» DATA SHOWN
****************************************

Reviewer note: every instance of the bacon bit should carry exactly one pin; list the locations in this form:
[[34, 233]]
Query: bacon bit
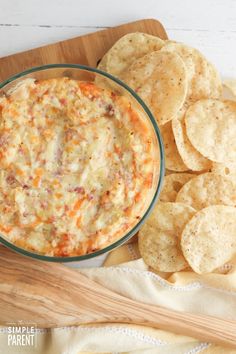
[[69, 149], [38, 172], [147, 160], [65, 237], [70, 134], [4, 138], [48, 133], [63, 101], [148, 180], [109, 154], [56, 182], [134, 118], [79, 190]]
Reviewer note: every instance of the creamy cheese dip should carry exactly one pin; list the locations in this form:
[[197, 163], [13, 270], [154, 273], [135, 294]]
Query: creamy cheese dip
[[77, 166]]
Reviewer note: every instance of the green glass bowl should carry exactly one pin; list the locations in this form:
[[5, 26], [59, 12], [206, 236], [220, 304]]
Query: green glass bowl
[[81, 72]]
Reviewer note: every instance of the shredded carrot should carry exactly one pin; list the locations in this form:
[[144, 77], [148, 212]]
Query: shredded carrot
[[128, 211], [134, 118], [78, 203], [19, 172], [36, 181], [56, 182], [38, 171], [117, 149], [88, 88], [137, 197], [71, 213], [5, 229], [78, 222], [32, 224]]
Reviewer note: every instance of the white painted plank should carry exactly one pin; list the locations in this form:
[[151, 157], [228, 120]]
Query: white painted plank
[[17, 39], [176, 14], [217, 46]]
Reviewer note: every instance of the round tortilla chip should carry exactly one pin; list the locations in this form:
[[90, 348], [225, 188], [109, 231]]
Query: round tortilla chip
[[208, 189], [204, 80], [231, 86], [159, 238], [208, 240], [160, 79], [172, 185], [222, 169], [127, 49], [211, 128], [190, 156], [102, 81], [173, 160]]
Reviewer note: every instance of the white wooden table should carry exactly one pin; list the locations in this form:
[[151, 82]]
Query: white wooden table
[[209, 25]]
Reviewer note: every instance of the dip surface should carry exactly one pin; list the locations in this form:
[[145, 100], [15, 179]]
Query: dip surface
[[76, 167]]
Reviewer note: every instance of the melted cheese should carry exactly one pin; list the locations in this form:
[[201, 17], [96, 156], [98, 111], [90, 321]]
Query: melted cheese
[[76, 167]]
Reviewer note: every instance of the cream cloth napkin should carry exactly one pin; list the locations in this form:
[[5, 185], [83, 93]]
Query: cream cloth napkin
[[213, 294]]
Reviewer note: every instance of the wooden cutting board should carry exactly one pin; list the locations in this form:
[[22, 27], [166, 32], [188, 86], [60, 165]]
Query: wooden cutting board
[[87, 49]]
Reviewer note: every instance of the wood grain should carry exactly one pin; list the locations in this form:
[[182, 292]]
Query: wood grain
[[52, 295], [85, 50]]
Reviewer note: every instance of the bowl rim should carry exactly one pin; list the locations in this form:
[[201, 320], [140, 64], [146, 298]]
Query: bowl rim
[[135, 229]]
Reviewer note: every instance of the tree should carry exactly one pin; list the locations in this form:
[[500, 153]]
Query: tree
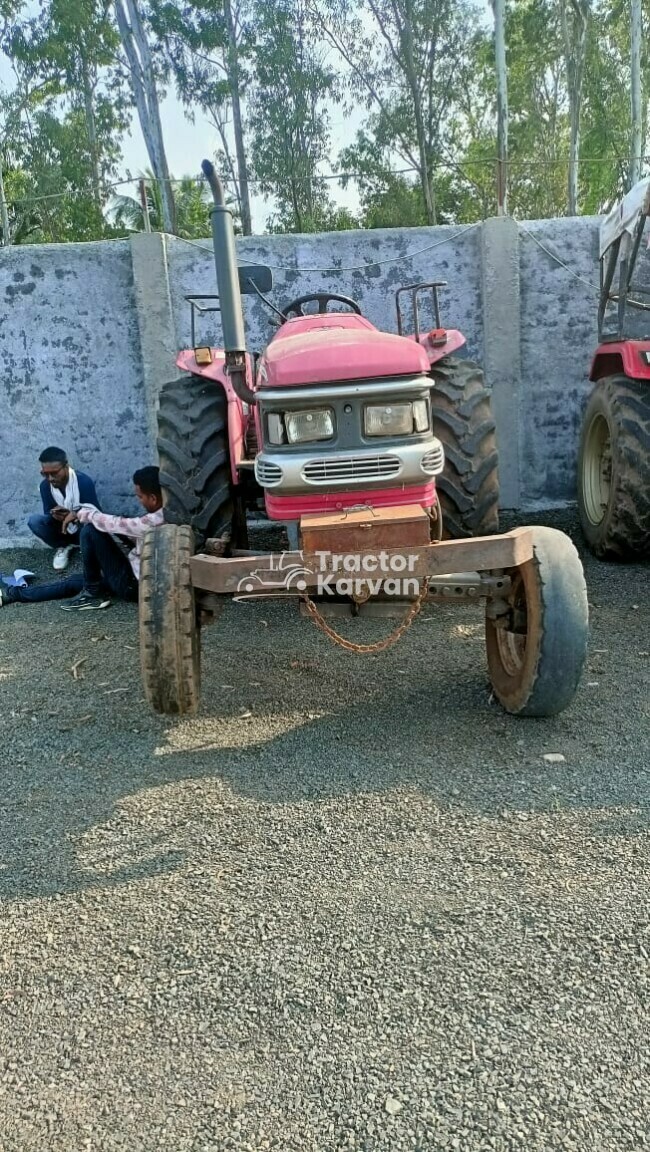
[[289, 120], [72, 46], [410, 61], [142, 73], [204, 45], [635, 36], [574, 15], [499, 9], [191, 206]]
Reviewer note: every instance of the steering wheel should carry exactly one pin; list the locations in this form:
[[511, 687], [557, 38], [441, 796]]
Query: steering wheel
[[322, 298]]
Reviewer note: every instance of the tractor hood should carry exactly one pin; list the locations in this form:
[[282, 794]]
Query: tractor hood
[[320, 349]]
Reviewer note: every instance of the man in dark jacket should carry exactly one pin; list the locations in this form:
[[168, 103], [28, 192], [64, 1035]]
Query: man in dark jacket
[[62, 490]]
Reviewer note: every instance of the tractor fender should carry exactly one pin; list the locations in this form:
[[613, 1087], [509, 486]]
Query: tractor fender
[[441, 342], [626, 357], [237, 418]]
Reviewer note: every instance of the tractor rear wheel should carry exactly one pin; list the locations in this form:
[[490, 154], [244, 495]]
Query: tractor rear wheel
[[462, 419], [169, 636], [195, 456], [613, 472], [536, 652]]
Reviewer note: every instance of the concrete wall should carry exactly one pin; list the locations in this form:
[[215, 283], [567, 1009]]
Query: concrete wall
[[88, 333]]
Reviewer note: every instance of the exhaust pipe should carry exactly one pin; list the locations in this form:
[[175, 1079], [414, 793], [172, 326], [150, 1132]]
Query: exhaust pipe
[[228, 286]]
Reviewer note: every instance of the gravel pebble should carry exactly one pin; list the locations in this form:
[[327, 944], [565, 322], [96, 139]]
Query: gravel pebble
[[349, 906]]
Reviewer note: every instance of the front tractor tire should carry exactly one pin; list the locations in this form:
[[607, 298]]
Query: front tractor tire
[[613, 471], [194, 456], [468, 487], [169, 636], [537, 649]]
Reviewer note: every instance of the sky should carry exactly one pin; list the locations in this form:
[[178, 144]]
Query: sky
[[187, 144]]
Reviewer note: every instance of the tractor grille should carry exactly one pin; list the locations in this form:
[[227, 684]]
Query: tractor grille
[[350, 468], [433, 462], [267, 474]]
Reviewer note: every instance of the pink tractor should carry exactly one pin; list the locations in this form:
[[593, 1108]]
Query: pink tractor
[[377, 453]]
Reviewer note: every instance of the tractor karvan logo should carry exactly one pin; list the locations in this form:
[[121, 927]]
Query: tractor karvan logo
[[335, 574]]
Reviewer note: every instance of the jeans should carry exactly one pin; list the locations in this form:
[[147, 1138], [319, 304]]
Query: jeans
[[48, 530], [105, 566], [54, 590]]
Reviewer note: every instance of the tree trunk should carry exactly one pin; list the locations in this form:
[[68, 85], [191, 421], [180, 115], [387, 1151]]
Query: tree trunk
[[237, 126], [143, 81], [4, 212], [498, 7], [412, 77], [635, 73], [91, 128]]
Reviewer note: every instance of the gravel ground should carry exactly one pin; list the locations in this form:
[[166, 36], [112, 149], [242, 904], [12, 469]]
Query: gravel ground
[[348, 907]]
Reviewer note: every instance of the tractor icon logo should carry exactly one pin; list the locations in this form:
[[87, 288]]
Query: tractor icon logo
[[280, 578]]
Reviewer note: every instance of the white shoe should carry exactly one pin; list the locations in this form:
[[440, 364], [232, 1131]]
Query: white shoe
[[61, 559]]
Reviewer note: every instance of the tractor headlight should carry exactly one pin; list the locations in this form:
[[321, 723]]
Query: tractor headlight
[[397, 419], [317, 424], [421, 416]]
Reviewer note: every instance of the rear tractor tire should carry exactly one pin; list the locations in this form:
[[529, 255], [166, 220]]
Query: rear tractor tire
[[536, 651], [613, 471], [195, 457], [468, 487], [169, 635]]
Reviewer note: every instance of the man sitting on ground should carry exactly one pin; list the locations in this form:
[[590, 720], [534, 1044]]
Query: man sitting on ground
[[61, 490], [107, 570]]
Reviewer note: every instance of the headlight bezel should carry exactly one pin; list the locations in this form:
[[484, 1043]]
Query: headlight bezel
[[416, 411], [281, 426]]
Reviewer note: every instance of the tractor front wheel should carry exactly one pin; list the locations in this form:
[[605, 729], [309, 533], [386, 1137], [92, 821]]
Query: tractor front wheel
[[169, 636], [536, 650], [462, 419], [613, 472]]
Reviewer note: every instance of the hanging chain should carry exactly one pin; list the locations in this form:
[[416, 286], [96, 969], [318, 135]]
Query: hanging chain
[[365, 649]]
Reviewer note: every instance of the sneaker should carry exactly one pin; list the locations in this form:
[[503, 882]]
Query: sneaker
[[61, 559], [85, 603]]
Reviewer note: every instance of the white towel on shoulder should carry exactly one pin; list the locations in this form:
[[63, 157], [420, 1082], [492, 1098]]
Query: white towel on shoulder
[[69, 499]]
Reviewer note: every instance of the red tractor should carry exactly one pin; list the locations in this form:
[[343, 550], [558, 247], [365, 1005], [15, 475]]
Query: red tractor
[[613, 484], [377, 453]]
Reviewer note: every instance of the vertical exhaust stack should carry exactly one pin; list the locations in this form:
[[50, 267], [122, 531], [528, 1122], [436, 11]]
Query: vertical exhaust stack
[[228, 286]]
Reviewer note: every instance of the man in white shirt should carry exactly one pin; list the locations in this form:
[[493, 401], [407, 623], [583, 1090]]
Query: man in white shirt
[[107, 569]]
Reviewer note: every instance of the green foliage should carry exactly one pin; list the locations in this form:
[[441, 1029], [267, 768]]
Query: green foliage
[[421, 70], [193, 209], [289, 119]]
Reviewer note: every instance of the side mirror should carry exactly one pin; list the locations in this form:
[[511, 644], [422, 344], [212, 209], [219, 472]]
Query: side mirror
[[255, 277]]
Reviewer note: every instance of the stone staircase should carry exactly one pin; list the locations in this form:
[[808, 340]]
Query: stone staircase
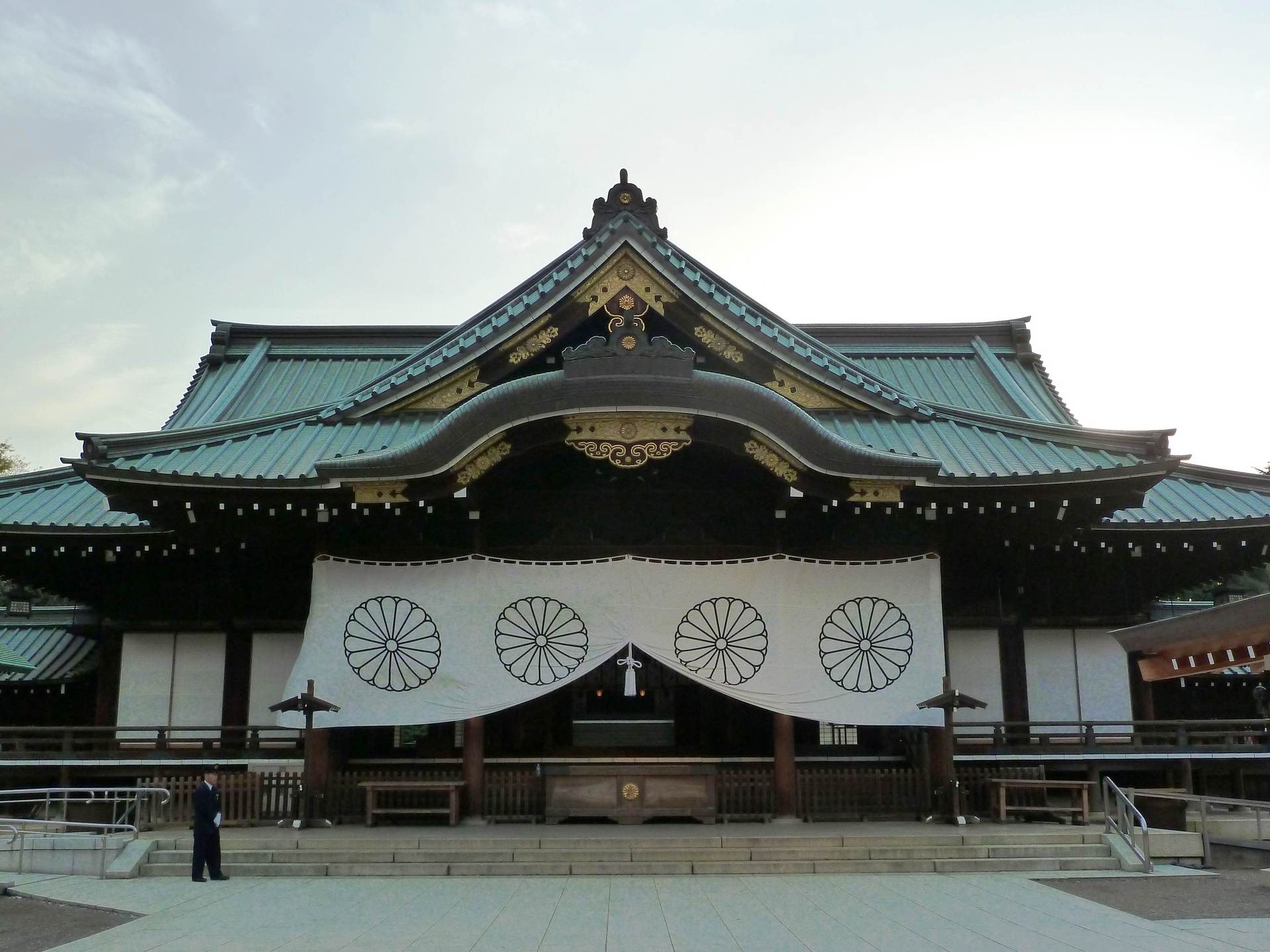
[[288, 855]]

****************************************

» EXERCISE REQUIREMENTS
Leaving the pictures out, set down exactly the lines from the one with "Reviewer note: every instance of the vertical" through the end of the records.

» EXERCISE RESPONSE
Reviewer note: every instance of the vertical exhaust stack should carry exactly one pin; list the locations in this form:
[[50, 267], [122, 531], [528, 1122], [436, 11]]
Query: vertical exhaust stack
[[228, 286]]
Reviewer note: every instance of the man in white shirt should carry exactly one pin; list the locations in this form:
[[493, 401], [407, 623], [583, 1090]]
Query: man in white shirt
[[107, 569]]
Reviewer note: every instance of the green foliage should carry exactly one pin; list the locations in this form:
[[441, 1029], [267, 768]]
Query: green foliage
[[421, 70], [193, 209], [289, 119]]
Reviewer note: every instance of the side mirror should carry exactly one pin; list the locations in this form:
[[511, 644], [422, 344], [212, 209], [219, 472]]
Query: side mirror
[[255, 277]]
Reviewer note: every instance of the stone staircase should carry exactly one pin; list the locations in this form:
[[808, 340]]
Query: stone staircase
[[288, 855]]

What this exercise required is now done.